| 本文抜粋 |
蓮は泥中より発す

अद्वैत :非二元に還るプロセスの記録

№76 鍼灸治療と身体感覚

今日は鍼灸の施術の日でした。
我が家のすぐ近くで開業しておられる先生にご縁を頂いてから、今年で7年目になります。昨年3カ月ほどサボってしまった期間がありましたが、それ以外は真面目に通い続けています。

真面目にと言いますのは、私の診て頂いているI先生は、前後に脈診をなさり、その結果で、次は何週間後の受診かというご指示がお出しになるからです。
これまでの最長記録は4週間後。ただしこれは一度きりで、近頃はほとんどが3週間後です。調子が悪いと、数日後にと言われたこともあります。

ヨーガを行っているので、自分の体の感覚には非常に敏感です。
鍼治療を受けるようになってから、数日の間に自分が「したこと・思ったこと・食べたもの」が症状となることをリアルに実感できるようになりました。

「鍼は痛い、怖い」と思っておられる方も多いのですが、漢方(日本)の鍼と中国鍼は違います。これについては、統合医療学会の認定を得る際に学んでおり、実物なども比較して拝見していたので、始めから安心して身を委ねることができました。
トン、と鍼を打たれて、刺さったんだな、という感覚はありますが痛みはまずありません。
ただし、非常に痛い時はあるにはあるのです…

私が鍼治療を受けたきっかけは、2年ほど続く原因不明の腹痛のためでした。
ヨーガで開業して軌道に乗り始めたころから、夜のレッスンを終えて帰宅し、夕食を食べた後、下腹部にガスが溜まってのた打ち回るほど痛む、ということが度々起きていたのです。医大でも様々な検査をしたのですが結果はすべて白。しかし痛みは治まらない…というタイミングで、出会ったのがこの先生なのです。

アーユルヴェーダを学んでいるので、脈診の技術を体得するのにどれくらいの時間と学びを必要とするのかもよく知っていますが、先生が脈を診て、舌をご覧になるご様子に信頼感が湧き上がりました。

鍼を打たれると微細な感覚が体に生じ(電気が走っているような)、何らかの流れが調整されていることを感じます。
初めての施術の時のことです。背中(胃の裏辺り)に鍼を打たれてから、少し遅れて体の奥に「ずぅーん…」と重苦しい痛みが生じました。思わず「痛いです!」と申し上げると、先生は「表面が痛いか、奥が痛いか」とお尋ねになりました。当然、奥です。体の芯に当たるようなところに強く響く痛みがあります。そう申し上げると、「表面が痛いのなら私が悪いですが、奥が痛いのは『あなたが』悪いのです」と仰るのです。

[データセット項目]

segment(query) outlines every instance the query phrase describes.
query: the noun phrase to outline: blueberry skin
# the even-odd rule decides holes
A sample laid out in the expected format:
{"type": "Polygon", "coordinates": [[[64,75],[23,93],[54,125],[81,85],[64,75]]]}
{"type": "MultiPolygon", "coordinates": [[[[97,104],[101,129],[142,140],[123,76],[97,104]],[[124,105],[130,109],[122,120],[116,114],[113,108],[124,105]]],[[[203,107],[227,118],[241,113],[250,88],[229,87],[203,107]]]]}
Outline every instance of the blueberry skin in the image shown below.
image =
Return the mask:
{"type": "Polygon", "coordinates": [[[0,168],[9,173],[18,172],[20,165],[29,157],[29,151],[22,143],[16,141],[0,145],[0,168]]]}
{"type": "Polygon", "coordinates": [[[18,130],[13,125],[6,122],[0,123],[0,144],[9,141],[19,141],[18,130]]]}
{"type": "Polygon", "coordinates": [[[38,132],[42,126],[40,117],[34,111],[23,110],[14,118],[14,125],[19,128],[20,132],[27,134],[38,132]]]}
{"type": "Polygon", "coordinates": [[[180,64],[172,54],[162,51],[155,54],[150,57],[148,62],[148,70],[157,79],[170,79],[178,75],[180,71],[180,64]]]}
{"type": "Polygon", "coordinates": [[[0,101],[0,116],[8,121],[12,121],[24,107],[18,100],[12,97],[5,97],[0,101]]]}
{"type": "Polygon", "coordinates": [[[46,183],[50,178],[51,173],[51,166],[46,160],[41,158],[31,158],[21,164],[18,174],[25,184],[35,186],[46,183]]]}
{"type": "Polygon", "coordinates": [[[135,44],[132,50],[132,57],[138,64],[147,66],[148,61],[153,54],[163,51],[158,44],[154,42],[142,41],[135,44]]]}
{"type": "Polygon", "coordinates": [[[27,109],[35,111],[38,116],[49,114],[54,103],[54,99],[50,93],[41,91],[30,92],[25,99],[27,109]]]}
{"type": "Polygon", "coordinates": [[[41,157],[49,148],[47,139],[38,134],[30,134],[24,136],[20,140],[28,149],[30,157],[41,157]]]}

| 練習問題 |
(a) 次の(i)〜(iii)が鍼灸治療の文章の内容と合っているかどうか、それぞれ「はい」か「いいえ」で答え、判断の根拠となる箇所を文章から正確に引用しなさい。(i) 筆者がこの先生のもとに通い始めてから、今年で7年目になる。(ii) 次の受診までの期間として指示された中で最も長いのは、3週間後である。(iii) 医大での検査によって腹痛の原因が明らかになった。
(b) 鍼灸治療の文章の最後の一文に続けて、文章を書き継ぎなさい。
記録は、鍼灸治療の文章とは別の資料です。

| 解答 |
(a)
(i) はい。「今年で7年目になります」
(ii) いいえ。「これまでの最長記録は4週間後」
(iii) いいえ。「結果はすべて白」

(b)
そう、すべて私が悪い…
私の体が、悪いのです。そのツボは消化器のツボで、今思うと、必死に教室でのご指導をする中で心身が緊張し、それを緩めるために飲食をすることで消化不良が起きていたのです。「脾が虚していますよ」とのお見立てでした。
漢方で言う「脾」は、西洋医学では「膵臓」に当たるとのこと。そういえば症状が膵炎の症状に似ていましたが、検査結果には現れないのでした。それは「未病」だった訳です。そのまま生活していたら、いったいどうなっていたでしょうか。想像すると恐ろしい…

定期的な鍼治療のお蔭で、痛みは少しずつ軽くなり、また対処法も分かるようになり、約一年後には全く無くなりました。また、小学生の頃から「体質だ」と思ってきたものまで解消し、それが実は症状であったことを知りました。自分のどのような行動が症状を生じさせるかについての理解も深まり、ヨーガとアーユルヴェーダでの日々の養生についても工夫ができるようになりました。

代替医療の専門家で、自分の専門のみを過信する人を私は信用していません。以前からそうでしたが、この鍼灸治療の経験がさらにこの思いを強めました。
ご近所に住む方でありながら、毎月他県の先生の元へ学びに行かれるこの鍼灸師の先生は、東洋の智慧を学ぶ先輩であり、同士でもあります。

鍼灸治療を未体験の方にはぜひ施術を受けて頂きたいなと思います。皆様が良い鍼灸師の先生に出会うことができ、自分自身の健康に責任を持つ「養生」という選択肢を手にすることができるよう、心からお祈りしています。

人の手を借りることと、自ら行うこと。体に行うことと、内面に働きかけること。どれも大切です。